Exercise: According to the susceptibility-testing methods, what basis was there for determining the MICs by broth macrodilution in Mueller-Hinton broth?

[Opening Page text section]

MICs of dalbavancin, vancomycin, and linezolid were determined by broth macrodilution as recommended by the National Committee for Clinical Laboratory Standards (19) in Mueller-Hinton broth (MHB) (Difco Laboratories, Detroit, Mich.) with and without addition of 50% rat granuloma pouch exudate from uninfected rats. Previous experiments demonstrated that the addition of 50% rat exudate alone does not affect bacterial growth in vitro (G. Candiani, G. Romanó, C. Brunati, M. Cavaleri, S. Riva, G. Mosconi, and D. Jabés, Abstr. 41st Intersci. Conf. Antimicrob. Agents Chemother., abstr. B-1654, 2001). Cultures were incubated at 35°C for 24 h, and the MIC was defined as the lowest concentration of antibiotic at which there was no visible growth. Minimum bactericidal concentrations (MBCs) were determined by plating duplicate 0.025-ml aliquots from tubes with no visible growth on Todd-Hewitt agar (THA) (Difco Laboratories) and incubating overnight at 35°C. The MBC was defined as the lowest concentration of antibiotic that reduced the viable count by 99.9% of the initial bacterial inoculum. Total counts were determined on at least two consistent serial dilutions. The limit of detection for the MBC determinations was 40 CFU/ml.

Time-kill experiments.

[Closing Page text section]
[Opening Given data section]

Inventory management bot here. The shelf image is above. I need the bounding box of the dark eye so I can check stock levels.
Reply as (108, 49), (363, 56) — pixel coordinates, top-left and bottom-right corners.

[Closing Given data section]

Exercise answer: Broth macrodilution in Mueller-Hinton broth was the method recommended by the National Committee for Clinical Laboratory Standards, so the MICs of dalbavancin, vancomycin, and linezolid were determined that way.